VORLIEGENDER TEXT
--- --- ---
Pilgert man normalerweise eher in die Worldcapital of Beer um in Locations wie Olympiahalle oder Zenith die Elite des Metal zu bewundern, ist es eine nette Abwechslung den kleinen aber coolen und äußerst sympathischen Club mit dem eigenartigen Namen
"59 to 1" zu betreten, in dem sich zwei Testosteronkracher aus den nördlichen Gefielden die Ehre geben wollen.
Der Laden ist gut gefüllt, die Bar ist gut gefüllt, das Publikum ist am besten Weg dazu sich gut abzufüllen und zu meiner Überaschung steigt als Opener die dänische Rotz ´n Roll Truppe
Supercharger auf die Bretter um gleich mal zu zeigen wo am heutigen Abend der Hammer hängt. Und der hängt tief, tierisch tief, die fünf Jungs liefern richtig erdigen Powerrawk a la Hellacopters ab, der gleich mal die versammelte Bangmeute auf die Probe stellt. Kompromisslos wird hier klargemacht dass
Gott uns dreckige Riffs und fette Basssaiten gegeben hat um über Bier, Weiber und Motoröl zu philosophiern und nichts anderes. Gratulation meinerseits, hier wird absolut alles richtig gemacht was eine Vorgruppe richtig machen kann,
Supercharger bringen die Meute zum schwitzen und rocken als ob es kein Morgen mehr geben würde, man ist fast schon etwas enttäuscht als der letzte Song angekündigt wird und nach einem letzten Vollgastrack die Bühne für den Hauptact geräumt wird.
Nach zwei bitternötigen Antidehydrier-Hopfenelektrolytgetränken wird die ohnehin kaum vorhandene Beleuchtung runtergedreht und
Mustasch werfen den Motor an, der anfangs bedrohlich vorsichhin brummt wie der Dieselmotor eines Panzerwagens. Was
Supercharger an jugendlicher Unbekümmerteit rausgerotzt hat machen
Mustasch mit kontrollierter Aggressivität wett, die Stücke sind konstruktiver durchkomponiert und haben trotzdem den nötigen Drive um die Schädel des Mobs kreisen zu lassen. Doomige Stoner-Stücke wie
"Accident Black Spot" oder
"Dogwash" bestimmen anfangs die Auswahl der Songs, es wird sozusagen das Fundament gelegt auf dem man aufbaut, und wirklich – die Band steigert das ohnehin von Anfang an solide Niveau mit jedem Track. Sich einprägende Ohrwürmer wie
"Falling Down" oder
"6:36" machen der Menge feuchte Augen, das Zusammenspiel der Band ist ausgezeichnet und das obwohl David Johannesson von Sparzanza als Ersatzmann für den Gitaristen Hannes Hanson einspringen musste, da letzterer im Juni die Band verlassen hat. Der neue macht seine Sache hervorragend, Fetzer wie
"Parasite" und
"Down in Black" bringt das Publikum zum Schwitzen und Frontmann Ralf Gyllenhammar amüsiert die Leute zwischen den Stücken immer herrlich mit seinen etwas eingestaubten Schuldeutsch-Sätzen wie: „Bringt mir eine Opener für mein Flasche Bier, SCHNEELLL, weil ich bin einer Rockstar!“ da bleibt kein Auge trocken. Als nach
"Monday Warrior" der aktuelle Hit
"Double Nature" mit seinem markanten Mörderriff anklingt gibts kein Halten mehr, das kleine
"59 to 1" rockt ab wie eine Wildsau kurz vor der Schlachtung und obwohl danach jeder denkt das war´s steigt die Band nach einer kurzen Verschnaufpause auf die Bühne um nochmal einen draufzusetzen, der Abend wird mit einer Zugabe gekrönt und die Fans mit dem trockendreckigen
"Black City" letztendlich fertig aber glücklich in die Nacht entlassen.
--- --- ---
ERFASSTE DATEN
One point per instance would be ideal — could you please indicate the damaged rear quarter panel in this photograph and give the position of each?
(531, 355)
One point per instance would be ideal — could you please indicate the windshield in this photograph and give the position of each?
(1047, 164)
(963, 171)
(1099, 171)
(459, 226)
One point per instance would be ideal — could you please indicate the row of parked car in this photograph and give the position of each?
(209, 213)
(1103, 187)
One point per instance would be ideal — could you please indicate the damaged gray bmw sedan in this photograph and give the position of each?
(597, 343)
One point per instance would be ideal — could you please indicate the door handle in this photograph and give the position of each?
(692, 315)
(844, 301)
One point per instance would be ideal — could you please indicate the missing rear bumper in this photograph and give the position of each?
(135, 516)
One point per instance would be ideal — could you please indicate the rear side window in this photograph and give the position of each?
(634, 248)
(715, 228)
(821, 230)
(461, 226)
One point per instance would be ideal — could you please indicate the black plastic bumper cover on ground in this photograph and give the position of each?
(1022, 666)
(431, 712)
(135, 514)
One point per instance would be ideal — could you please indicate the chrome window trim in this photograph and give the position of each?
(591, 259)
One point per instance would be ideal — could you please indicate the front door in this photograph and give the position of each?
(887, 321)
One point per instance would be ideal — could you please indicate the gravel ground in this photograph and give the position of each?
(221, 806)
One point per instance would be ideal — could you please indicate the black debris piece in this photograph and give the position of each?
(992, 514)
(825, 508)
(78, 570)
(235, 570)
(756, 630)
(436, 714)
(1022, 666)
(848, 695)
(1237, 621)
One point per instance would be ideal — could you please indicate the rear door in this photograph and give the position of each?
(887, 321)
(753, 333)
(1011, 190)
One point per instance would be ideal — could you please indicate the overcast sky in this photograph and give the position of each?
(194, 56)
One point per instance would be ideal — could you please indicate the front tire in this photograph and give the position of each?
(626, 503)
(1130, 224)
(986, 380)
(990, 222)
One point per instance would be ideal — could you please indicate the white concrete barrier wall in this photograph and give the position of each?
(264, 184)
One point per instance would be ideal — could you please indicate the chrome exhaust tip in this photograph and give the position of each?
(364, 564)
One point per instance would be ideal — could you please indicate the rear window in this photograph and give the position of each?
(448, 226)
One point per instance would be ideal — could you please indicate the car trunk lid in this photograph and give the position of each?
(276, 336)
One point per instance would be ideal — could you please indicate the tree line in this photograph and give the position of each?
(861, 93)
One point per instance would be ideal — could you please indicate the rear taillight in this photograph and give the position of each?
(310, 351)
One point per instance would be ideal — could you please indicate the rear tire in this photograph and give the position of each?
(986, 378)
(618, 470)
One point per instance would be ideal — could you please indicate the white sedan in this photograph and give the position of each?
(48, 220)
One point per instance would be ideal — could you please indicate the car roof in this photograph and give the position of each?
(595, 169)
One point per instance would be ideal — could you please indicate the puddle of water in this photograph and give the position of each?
--- --- ---
ZU ERLEDIGEN
- a) Kopiere aus dem Konzertbericht wortgetreu alles von „Pilgert man normalerweise“ bis hinunter zu „Ehre geben wollen.“.
- b) Schreibe aus den Datensätzen alles von der Zeile mit „indicate the tree“ bis hinunter zum Ende der Datensätze unverändert nieder, beide Enden eingeschlossen.
Der Konzertbericht und die Datensätze haben nichts miteinander zu tun.

ERGEBNISSE JE AUFGABE
- a)
Pilgert man normalerweise eher in die Worldcapital of Beer um in Locations wie Olympiahalle oder Zenith die Elite des Metal zu bewundern, ist es eine nette Abwechslung den kleinen aber coolen und äußerst sympathischen Club mit dem eigenartigen Namen
"59 to 1" zu betreten, in dem sich zwei Testosteronkracher aus den nördlichen Gefielden die Ehre geben wollen.

- b)
One point per instance would be ideal — could you please indicate the tree line in this photograph and give the position of each?
(861, 93)
One point per instance would be ideal — could you please indicate the rear taillight in this photograph and give the position of each?
(310, 351)
One point per instance would be ideal — could you please indicate the rear tire in this photograph and give the position of each?
(986, 378)
(618, 470)
One point per instance would be ideal — could you please indicate the white sedan in this photograph and give the position of each?
(48, 220)
One point per instance would be ideal — could you please indicate the car roof in this photograph and give the position of each?
(595, 169)
One point per instance would be ideal — could you please indicate the puddle of water in this photograph and give the position of each?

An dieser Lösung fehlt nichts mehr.